*** Opening of Data ***
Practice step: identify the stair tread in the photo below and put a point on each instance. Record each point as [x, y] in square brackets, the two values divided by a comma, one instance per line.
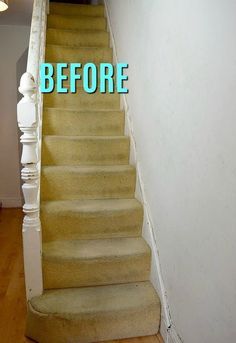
[95, 248]
[84, 48]
[90, 205]
[90, 169]
[77, 301]
[78, 31]
[71, 110]
[82, 138]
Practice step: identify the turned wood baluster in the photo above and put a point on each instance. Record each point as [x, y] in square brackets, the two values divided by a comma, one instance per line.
[27, 118]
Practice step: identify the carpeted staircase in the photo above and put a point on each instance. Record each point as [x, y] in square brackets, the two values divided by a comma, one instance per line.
[96, 265]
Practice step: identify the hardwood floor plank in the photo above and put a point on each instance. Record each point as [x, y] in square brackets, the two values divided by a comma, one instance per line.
[12, 288]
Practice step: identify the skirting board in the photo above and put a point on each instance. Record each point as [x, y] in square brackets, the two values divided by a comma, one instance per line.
[11, 202]
[168, 332]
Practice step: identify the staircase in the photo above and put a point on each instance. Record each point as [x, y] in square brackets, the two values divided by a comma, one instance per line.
[96, 265]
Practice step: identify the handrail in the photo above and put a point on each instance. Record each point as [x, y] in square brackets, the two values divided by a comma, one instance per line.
[29, 117]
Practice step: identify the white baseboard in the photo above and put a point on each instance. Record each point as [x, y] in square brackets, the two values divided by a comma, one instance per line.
[11, 202]
[148, 228]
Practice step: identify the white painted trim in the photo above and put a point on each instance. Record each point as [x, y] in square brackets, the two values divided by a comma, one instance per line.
[8, 202]
[167, 330]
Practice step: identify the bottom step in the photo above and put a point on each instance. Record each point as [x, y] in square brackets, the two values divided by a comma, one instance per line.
[93, 314]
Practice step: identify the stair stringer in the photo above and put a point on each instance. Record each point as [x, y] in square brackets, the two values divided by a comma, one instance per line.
[148, 227]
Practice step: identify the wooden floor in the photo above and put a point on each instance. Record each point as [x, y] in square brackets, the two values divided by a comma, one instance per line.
[12, 289]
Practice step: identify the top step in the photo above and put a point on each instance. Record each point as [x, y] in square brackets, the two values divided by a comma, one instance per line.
[74, 9]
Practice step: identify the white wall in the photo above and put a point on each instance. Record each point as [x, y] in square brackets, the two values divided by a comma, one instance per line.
[182, 99]
[13, 41]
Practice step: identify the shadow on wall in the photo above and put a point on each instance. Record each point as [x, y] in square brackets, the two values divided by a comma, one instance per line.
[21, 65]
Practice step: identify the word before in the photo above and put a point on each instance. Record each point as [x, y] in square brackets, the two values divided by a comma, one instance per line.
[64, 77]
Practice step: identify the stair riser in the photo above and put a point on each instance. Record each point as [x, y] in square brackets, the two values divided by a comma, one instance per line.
[69, 123]
[90, 151]
[83, 101]
[70, 225]
[56, 53]
[68, 9]
[76, 23]
[104, 271]
[94, 328]
[77, 39]
[100, 185]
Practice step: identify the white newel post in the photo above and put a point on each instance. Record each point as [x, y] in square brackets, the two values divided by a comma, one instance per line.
[27, 118]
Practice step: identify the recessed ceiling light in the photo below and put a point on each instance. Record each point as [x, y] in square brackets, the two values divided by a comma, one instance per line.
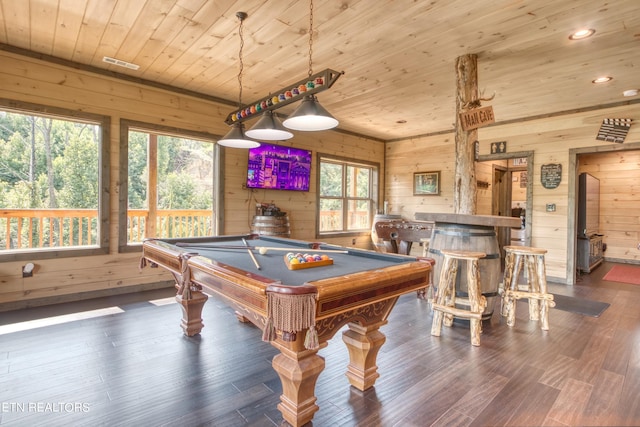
[120, 63]
[602, 80]
[582, 34]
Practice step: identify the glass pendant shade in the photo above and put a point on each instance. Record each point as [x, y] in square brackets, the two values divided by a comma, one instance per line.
[269, 128]
[235, 138]
[310, 116]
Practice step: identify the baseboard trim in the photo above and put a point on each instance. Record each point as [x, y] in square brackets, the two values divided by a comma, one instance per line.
[80, 296]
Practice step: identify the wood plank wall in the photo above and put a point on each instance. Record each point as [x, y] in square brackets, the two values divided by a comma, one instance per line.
[30, 80]
[551, 139]
[619, 175]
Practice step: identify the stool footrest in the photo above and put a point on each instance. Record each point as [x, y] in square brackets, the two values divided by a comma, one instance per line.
[457, 311]
[532, 295]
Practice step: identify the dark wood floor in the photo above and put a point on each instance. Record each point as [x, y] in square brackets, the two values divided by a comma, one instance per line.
[134, 367]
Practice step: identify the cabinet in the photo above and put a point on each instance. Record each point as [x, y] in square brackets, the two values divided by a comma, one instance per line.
*** Close of Data ***
What to do:
Word for word, quote the lines above. Omit the pictures.

Exercise answer:
Practice step: identify the stair tread in the photo below and put a point on each instance. Record each point as [x, y] in square brackets, the two values divided by a comma, one instance per line.
[95, 248]
[84, 48]
[90, 205]
[90, 169]
[77, 301]
[78, 31]
[71, 110]
[82, 138]
Practice step: identify the turned wood baluster in the photo above and put a point on each instance. Record each point as [x, y] in square brackets, the two values divided by a comma, one instance per line.
[27, 118]
Practice step: identify the carpeted staircase in the photo above and put a point on each instance. Record each point as [x, y] in square brackets, the two values divided by a comma, one instance per line.
[96, 265]
Practice step: identify the hardwood floor plank in the photo above and put a point on each instance. Record each point as [x, y] in square brackets, the two values divided by a comma, one instance per line.
[12, 288]
Practice step: identify the skirting board in the photo above and put a point on each instance. Record each point as [x, y] in square brackets, the two values divided by a comma, one instance per line.
[11, 202]
[168, 332]
Practice step: identify the staircase in the photo above and put a point on each instance. Record each point as [x, y] in square brackets, the two values divided by a comma, one instance per line.
[96, 265]
Practice step: identify the handrail in the photo above and put a point on each instance. Record each point as [x, y] in square brackets, the two values divided by a comma, one instance per line.
[29, 117]
Practice step: identify the white baseboard in the photo above and put a point on each instance. Record each point as [x, y] in square brackets, the two values divided by a comma, one instance per line.
[11, 202]
[148, 228]
Practice step: identify the white painted trim in the photo above and put a point on each instance. Record each point as [x, y] in square brackets, the two values divided by a comma, one instance per line.
[8, 202]
[167, 330]
Practice step: identify the bottom step in the photo above and put a point on each instance. Record each point as [x, y] in square brackets, the two values divided by a comma, one instance per line.
[93, 314]
Practice step: identify the stair stringer in the photo above and put a point on each instance. Record each point as [x, y] in square brackets, the two values divided by a comma, one instance per line.
[148, 227]
Practice step: identify the wooden floor in the photo above and put a point on each instance. Record each point as [x, y] in square brackets, the two values divided by a comma, one instance per line.
[12, 289]
Practice step: identify the top step in the photo above and put a point on each instance. Record each point as [x, y] in square brackets, the two values divided by a comma, one instance per line.
[74, 9]
Practice step: identify the white wall in the photo above and put a point on each instance. Record each point as [x, y] in square brackets, the two values divided by a comma, one instance per line.
[182, 99]
[13, 41]
Practice step: identify the shadow on wall in the photo above and put a point on each instance. Record each point as [x, y] in square brackets, the two values divided by a comma, one instance per line.
[21, 65]
Practice step: identify the word before in the photo above and put a point on each instance. Record each point as [x, y] in square brackets, the two values divided by a comma, one instance per line.
[64, 77]
Practice step: identify the stair riser in the photo above and put a point on each instance. Record each point as [x, y] in square brackets, the two values divided by a comma, one instance per line.
[69, 123]
[90, 151]
[83, 101]
[70, 225]
[56, 53]
[68, 9]
[76, 23]
[104, 271]
[94, 328]
[77, 39]
[100, 185]
Practice step: identify the white newel post in the photo above and put a point on each instance. Record each point as [x, y] in square brackets, the two values divided by a comma, one instance per line.
[27, 118]
Practice step: identify the recessed ceiling light in the photo below and put a point on each instance. Record each point as [x, y] in square brackets, the two values divided by a comma, one instance per line.
[120, 63]
[602, 80]
[582, 34]
Practice step: identify the glass pendant shade in the photo above and put a point on each instance. Record each point as [x, y] in square brackets, the two values divided by a comma, one instance per line.
[269, 128]
[235, 138]
[310, 116]
Practice step: identify the baseboard trim in the photo above and put a point on each instance. Record each point as [x, y] in square brackets, the two values divided by a comma, one instance per line.
[80, 296]
Practice step: identify the wood plank wall in the photo above and put a point on each instance. Record each point as [x, y] in square brackets, the two values divided by a comma, one instance per line.
[30, 80]
[551, 139]
[619, 175]
Practice step: identify the stool footrest in the photo above and put a point on each instance. Record each point as [x, y] in square brackets, the two values divided by a comma, one instance per line.
[457, 311]
[532, 295]
Practice step: identify the dark wood floor in the photo above and put a point on each instance. Record each point as [x, y] in square brackets, the two values divided by a comma, one instance per line.
[134, 367]
Practice step: identify the cabinet in the photo above and put a point on each instance. Record each point as [x, y] in square brackets, the two values divided by a comma, one instance per line.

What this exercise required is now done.